* DOCUMENT SECTION
Toby Neal: Another country left in ruins
Mission accomplished. Another country left in ruins.
Events in Afghanistan are bearing out the Afghan saying: You have the clocks, we have the time.
America is doing what Russia did before it. Bugging out. And as the clocks tick down, there are sleepless nights for Joe Biden.
His ultimate nightmare will be if Kabul falls on September 11, which given the pace of recent events has to be a possibility.
September 11, 2021, exactly 20 years to the day since the terror attacks of September 11, 2001, which precipitated the invasion of Afghanistan by the United States in the first place.
Any hopes that the Taliban are a new, cuddly, enlightened version of the woman-stoning, hand-cutting-offing, statue-toppling extremists who harboured Bin Laden are dwindling with each new provincial town taken.
They are looking much the same but with the refinement of an international office and a negotiating team.
How Joe Biden would like to blame it on Donald Trump. But this is happening on Biden's watch and the withdrawal is Biden's policy.
The sending of American and British troops to Kabul to organise an evacuation of American and British nationals has awkward overtones of events which haunt the collective memory of Americans, that of the flight from Saigon in 1975.
Biden this week exhorted Afghans to "fight for their country." In the context of a riven land, it was a meaningless call.
If Afghanistan falls into the clutches of the Taliban once more, people will ask – they are already asking – What was it all for?
Hundreds of British dead. Thousands of American dead. Tens of thousands of Afghan dead, and hundreds of thousands displaced. There is already a refugee crisis.
Another one for the list then after Iraq and Libya, examples of modern imperialism where we in the West take it upon ourselves without invitation to sort out the problems in foreign countries and after staging a pyrotechnics display, swelling the cemeteries, and causing mass destruction, leave again, with those countries simply facing a different set of problems.
Not long after the American conquest of Afghanistan, with Britain going along with it, Tony Blair delivered a message to the Afghan people. The thrust was along the lines of: We will not abandon you. It was a promise that he could not possibly keep.

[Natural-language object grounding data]
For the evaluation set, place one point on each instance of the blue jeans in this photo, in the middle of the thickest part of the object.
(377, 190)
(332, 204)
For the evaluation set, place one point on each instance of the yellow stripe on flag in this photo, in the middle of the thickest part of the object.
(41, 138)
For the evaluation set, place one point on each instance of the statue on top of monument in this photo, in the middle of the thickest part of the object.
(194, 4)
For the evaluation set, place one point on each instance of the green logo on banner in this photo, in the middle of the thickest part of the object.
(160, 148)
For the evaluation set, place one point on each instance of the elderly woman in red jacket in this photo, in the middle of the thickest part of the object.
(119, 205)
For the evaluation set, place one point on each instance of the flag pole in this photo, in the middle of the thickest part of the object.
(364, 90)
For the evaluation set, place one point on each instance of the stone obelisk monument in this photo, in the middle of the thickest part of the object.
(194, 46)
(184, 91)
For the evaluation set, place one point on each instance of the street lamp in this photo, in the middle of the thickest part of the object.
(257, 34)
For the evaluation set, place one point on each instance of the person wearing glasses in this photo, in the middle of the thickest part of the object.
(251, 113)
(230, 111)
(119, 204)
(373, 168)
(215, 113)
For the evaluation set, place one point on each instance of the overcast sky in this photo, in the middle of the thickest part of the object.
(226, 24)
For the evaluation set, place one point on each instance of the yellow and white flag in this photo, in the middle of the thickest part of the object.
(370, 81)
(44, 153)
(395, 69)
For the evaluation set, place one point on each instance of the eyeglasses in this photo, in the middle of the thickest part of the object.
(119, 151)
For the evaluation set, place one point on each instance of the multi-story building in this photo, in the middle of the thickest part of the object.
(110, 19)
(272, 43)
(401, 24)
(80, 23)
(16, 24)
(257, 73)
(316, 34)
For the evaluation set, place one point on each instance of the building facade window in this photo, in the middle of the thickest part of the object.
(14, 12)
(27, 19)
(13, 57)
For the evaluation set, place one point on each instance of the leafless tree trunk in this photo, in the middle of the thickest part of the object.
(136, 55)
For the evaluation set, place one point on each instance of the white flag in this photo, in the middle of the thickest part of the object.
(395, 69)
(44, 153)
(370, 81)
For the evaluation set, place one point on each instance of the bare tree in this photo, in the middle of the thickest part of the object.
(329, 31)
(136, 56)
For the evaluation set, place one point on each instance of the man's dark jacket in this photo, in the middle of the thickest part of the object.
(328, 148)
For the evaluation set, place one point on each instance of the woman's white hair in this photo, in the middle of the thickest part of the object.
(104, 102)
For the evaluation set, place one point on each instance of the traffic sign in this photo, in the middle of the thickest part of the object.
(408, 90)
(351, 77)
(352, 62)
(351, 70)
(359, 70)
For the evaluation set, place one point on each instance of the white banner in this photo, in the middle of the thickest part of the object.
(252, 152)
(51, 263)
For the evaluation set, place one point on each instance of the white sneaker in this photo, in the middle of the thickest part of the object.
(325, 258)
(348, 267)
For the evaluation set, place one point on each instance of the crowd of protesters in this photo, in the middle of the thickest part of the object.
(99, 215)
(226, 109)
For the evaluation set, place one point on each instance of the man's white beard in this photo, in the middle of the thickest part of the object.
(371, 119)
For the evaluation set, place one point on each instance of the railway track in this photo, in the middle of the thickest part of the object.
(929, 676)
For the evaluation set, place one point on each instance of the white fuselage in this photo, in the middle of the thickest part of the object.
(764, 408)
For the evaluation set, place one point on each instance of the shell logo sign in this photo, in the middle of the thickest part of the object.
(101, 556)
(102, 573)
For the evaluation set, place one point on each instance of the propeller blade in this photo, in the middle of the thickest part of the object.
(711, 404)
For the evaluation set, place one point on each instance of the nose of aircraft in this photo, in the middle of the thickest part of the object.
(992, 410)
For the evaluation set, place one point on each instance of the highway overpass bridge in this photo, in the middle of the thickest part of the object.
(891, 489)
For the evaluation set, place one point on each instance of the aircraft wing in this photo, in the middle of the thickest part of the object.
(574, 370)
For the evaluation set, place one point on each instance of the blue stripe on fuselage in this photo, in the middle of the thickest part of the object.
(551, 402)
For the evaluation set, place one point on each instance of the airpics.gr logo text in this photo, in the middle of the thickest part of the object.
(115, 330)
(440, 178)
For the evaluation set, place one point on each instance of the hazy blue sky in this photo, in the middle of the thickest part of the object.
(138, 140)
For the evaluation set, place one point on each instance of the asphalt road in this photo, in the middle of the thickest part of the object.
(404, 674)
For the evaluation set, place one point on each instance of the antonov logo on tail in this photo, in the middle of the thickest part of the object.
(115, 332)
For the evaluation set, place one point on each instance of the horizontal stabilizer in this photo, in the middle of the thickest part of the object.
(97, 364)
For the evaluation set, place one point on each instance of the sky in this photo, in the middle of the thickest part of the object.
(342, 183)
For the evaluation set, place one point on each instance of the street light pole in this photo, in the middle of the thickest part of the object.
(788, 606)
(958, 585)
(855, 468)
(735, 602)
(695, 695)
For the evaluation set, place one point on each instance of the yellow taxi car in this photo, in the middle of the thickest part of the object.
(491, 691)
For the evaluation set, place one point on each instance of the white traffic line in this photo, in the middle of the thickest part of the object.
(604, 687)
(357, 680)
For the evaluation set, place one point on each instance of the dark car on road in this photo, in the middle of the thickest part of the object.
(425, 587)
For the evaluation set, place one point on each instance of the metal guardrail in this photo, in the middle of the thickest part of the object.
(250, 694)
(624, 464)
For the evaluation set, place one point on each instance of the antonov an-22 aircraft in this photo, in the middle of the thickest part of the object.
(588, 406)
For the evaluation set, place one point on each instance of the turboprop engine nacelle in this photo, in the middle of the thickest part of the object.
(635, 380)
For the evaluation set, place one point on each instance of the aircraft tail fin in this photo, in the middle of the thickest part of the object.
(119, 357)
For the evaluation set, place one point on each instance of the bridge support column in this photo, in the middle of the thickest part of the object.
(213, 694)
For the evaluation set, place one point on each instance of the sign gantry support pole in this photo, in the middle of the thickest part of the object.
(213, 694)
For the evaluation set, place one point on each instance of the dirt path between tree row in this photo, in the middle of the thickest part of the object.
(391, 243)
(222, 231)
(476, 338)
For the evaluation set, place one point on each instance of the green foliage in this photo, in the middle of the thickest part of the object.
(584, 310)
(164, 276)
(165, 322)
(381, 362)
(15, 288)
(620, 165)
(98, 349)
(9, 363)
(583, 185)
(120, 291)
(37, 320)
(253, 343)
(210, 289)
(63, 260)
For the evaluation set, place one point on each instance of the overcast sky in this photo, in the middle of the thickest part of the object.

* PROBLEMS TO WORK ON
**a)** In the Afghanistan column, which 1975 event does the evacuation of American and British nationals from Kabul recall?
**b)** Retype the passage of the Afghanistan column between "Hundreds of British" and "not possibly keep.", inclusive.

* SOLUTIONS BELOW
**a)** The flight from Saigon in 1975.

**b)**
Hundreds of British dead. Thousands of American dead. Tens of thousands of Afghan dead, and hundreds of thousands displaced. There is already a refugee crisis.
Another one for the list then after Iraq and Libya, examples of modern imperialism where we in the West take it upon ourselves without invitation to sort out the problems in foreign countries and after staging a pyrotechnics display, swelling the cemeteries, and causing mass destruction, leave again, with those countries simply facing a different set of problems.
Not long after the American conquest of Afghanistan, with Britain going along with it, Tony Blair delivered a message to the Afghan people. The thrust was along the lines of: We will not abandon you. It was a promise that he could not possibly keep.